* START Records for the exercise *

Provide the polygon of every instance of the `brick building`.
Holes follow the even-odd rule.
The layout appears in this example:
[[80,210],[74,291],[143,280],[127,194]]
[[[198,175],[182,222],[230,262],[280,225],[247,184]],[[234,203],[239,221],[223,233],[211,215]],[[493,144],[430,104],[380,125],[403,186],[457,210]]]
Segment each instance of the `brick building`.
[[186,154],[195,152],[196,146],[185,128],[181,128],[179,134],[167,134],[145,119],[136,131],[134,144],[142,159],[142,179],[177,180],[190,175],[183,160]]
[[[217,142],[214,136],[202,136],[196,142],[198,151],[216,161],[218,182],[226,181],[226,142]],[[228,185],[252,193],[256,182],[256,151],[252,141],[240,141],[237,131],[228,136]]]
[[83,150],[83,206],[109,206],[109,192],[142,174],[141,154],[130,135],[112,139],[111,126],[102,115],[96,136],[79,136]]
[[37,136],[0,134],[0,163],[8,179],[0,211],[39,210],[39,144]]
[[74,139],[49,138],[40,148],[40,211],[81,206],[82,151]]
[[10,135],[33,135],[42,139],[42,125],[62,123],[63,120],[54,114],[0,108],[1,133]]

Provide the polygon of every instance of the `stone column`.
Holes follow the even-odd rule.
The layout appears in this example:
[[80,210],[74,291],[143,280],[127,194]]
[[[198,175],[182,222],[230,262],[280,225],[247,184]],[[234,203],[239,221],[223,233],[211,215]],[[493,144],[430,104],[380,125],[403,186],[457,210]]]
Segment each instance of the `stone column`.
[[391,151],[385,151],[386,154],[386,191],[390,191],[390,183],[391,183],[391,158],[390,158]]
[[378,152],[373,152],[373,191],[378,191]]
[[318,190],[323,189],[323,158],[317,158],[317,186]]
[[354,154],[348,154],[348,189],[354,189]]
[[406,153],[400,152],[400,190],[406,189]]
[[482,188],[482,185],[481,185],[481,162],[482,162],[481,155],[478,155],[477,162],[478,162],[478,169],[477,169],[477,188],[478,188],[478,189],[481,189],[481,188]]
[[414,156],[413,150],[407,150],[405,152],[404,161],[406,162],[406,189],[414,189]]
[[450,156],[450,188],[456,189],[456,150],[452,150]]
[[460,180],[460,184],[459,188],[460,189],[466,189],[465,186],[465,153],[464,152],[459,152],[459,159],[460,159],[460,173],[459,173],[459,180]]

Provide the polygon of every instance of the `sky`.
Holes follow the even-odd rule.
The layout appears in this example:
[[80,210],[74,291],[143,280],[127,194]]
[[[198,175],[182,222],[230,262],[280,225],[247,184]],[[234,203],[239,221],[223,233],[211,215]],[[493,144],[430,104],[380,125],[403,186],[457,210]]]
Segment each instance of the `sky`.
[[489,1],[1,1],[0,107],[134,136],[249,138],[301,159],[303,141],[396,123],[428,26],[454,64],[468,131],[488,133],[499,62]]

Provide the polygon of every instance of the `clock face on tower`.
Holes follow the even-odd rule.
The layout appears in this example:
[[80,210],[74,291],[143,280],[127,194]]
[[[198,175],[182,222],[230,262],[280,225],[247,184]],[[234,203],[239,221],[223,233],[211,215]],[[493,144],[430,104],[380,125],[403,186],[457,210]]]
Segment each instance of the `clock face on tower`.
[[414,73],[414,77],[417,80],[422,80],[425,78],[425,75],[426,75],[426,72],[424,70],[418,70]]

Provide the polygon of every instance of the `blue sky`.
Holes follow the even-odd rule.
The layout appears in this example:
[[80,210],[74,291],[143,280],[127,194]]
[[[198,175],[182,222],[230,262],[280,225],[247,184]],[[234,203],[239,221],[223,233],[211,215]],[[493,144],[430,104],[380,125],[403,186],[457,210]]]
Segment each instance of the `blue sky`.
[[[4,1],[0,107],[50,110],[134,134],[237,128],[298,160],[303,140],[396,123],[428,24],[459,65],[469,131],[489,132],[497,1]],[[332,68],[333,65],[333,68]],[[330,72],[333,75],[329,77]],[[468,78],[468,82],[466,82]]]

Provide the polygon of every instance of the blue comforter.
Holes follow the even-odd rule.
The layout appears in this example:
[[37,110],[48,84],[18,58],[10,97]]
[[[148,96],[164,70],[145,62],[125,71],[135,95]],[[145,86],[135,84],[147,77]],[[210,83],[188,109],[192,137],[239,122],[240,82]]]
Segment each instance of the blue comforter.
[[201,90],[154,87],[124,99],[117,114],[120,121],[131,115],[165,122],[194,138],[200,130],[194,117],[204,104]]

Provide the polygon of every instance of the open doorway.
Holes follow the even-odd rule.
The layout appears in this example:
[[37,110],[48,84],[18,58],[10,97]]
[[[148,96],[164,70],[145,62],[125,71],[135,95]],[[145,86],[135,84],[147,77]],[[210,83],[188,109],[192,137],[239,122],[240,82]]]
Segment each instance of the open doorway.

* END Records for the exercise *

Exercise task:
Return the material exactly as it stands.

Task answer:
Provide the polygon of every instance of the `brick building`.
Holes follow the even-odd rule.
The layout appears in this example:
[[80,210],[74,291],[143,280],[127,194]]
[[[198,175],[182,222],[230,262],[280,225],[247,184]],[[234,203],[239,221],[223,233],[211,215]],[[493,144],[430,104],[380,125],[403,186],[457,210]]]
Segment each instance of the `brick building`.
[[186,154],[195,152],[196,146],[185,128],[181,128],[179,134],[167,134],[145,119],[136,131],[134,144],[142,159],[142,179],[177,180],[190,175],[183,160]]
[[[217,142],[214,136],[202,136],[196,142],[198,151],[216,161],[218,182],[226,181],[226,142]],[[228,185],[252,193],[256,182],[256,151],[252,141],[240,141],[237,131],[228,136]]]
[[83,150],[83,206],[109,206],[109,192],[142,174],[141,154],[130,135],[112,139],[111,126],[102,115],[96,136],[79,136]]
[[37,136],[0,134],[0,163],[8,179],[0,211],[39,210],[39,144]]
[[74,139],[49,138],[40,148],[40,211],[81,206],[82,151]]
[[10,135],[33,135],[42,139],[42,125],[62,123],[63,120],[54,114],[0,108],[1,133]]

Provide the polygon of every instance of the `stone column`.
Holes follow the even-odd rule.
The layout appears in this example:
[[80,210],[74,291],[143,280],[127,194]]
[[[198,175],[182,222],[230,262],[280,225],[247,184]],[[234,203],[239,221],[223,233],[211,215]],[[493,144],[430,104],[380,125],[403,186],[457,210]]]
Segment each instance of the `stone column`.
[[391,151],[385,151],[386,154],[386,191],[390,191],[390,183],[391,183],[391,158],[390,158]]
[[378,152],[373,152],[373,191],[378,191]]
[[318,190],[323,189],[323,158],[317,158],[317,186]]
[[354,154],[348,154],[348,189],[354,189]]
[[406,153],[400,152],[400,190],[406,189]]
[[482,188],[482,185],[481,185],[481,162],[482,162],[481,155],[478,155],[477,162],[478,162],[478,169],[477,169],[477,188],[478,188],[478,189],[481,189],[481,188]]
[[414,156],[413,150],[407,150],[405,152],[404,161],[406,162],[406,189],[414,189]]
[[450,156],[450,188],[456,189],[456,150],[452,150]]
[[460,180],[460,184],[459,188],[460,189],[466,189],[465,186],[465,153],[464,152],[459,152],[459,159],[460,159],[460,173],[459,173],[459,180]]

Provide the polygon of every instance of the `sky`.
Holes follow the even-odd rule.
The layout appears in this example:
[[80,210],[74,291],[143,280],[127,194]]
[[[198,175],[182,222],[230,262],[280,225],[247,184]],[[234,203],[239,221],[223,233],[211,215]],[[493,144],[430,104],[380,125],[403,186],[457,210]]]
Segment each instance of the `sky`.
[[489,1],[1,1],[0,107],[134,136],[249,138],[301,159],[303,141],[396,123],[428,26],[454,64],[468,131],[488,133],[499,62]]

Provide the polygon of every instance of the `clock face on tower`.
Holes follow the even-odd rule.
The layout appears in this example:
[[80,210],[74,291],[143,280],[127,194]]
[[[198,175],[182,222],[230,262],[280,225],[247,184]],[[234,203],[239,221],[223,233],[211,215]],[[493,144],[430,104],[380,125],[403,186],[457,210]]]
Segment each instance of the `clock face on tower`.
[[414,73],[414,77],[417,80],[422,80],[425,78],[425,75],[426,75],[426,72],[424,70],[418,70]]

Provide the polygon of every instance of the `blue sky`.
Holes follow the even-odd rule.
The layout appears in this example:
[[80,210],[74,291],[143,280],[127,194]]
[[[198,175],[182,222],[230,262],[280,225],[247,184]],[[234,203],[239,221],[223,233],[211,215]],[[493,144],[430,104],[380,125],[403,186],[457,210]]]
Segment each instance of the `blue sky`.
[[[4,1],[0,107],[50,110],[134,134],[237,128],[298,160],[303,140],[396,123],[428,24],[459,65],[469,131],[489,132],[497,1]],[[332,68],[333,65],[333,68]],[[330,72],[333,75],[329,77]],[[468,78],[468,82],[466,82]]]

Provide the polygon of every instance of the blue comforter.
Holes follow the even-odd rule.
The layout appears in this example:
[[37,110],[48,84],[18,58],[10,97]]
[[[148,96],[164,70],[145,62],[125,71],[135,95]],[[145,86],[135,84],[147,77]],[[210,83],[188,109],[192,137],[239,122],[240,82]]]
Segment each instance of the blue comforter.
[[201,90],[154,87],[124,99],[117,114],[120,121],[131,115],[165,122],[194,138],[200,130],[194,117],[204,104]]

Provide the polygon of every instance of the open doorway.
Holes follow the even-odd rule.
The layout appears in this example:
[[37,110],[48,84],[18,58],[10,97]]
[[[148,96],[164,70],[145,62],[125,71],[135,95]],[[145,86],[135,84],[147,77]],[[210,83],[188,109],[192,137],[239,122],[240,82]]]
Segment each instance of the open doorway.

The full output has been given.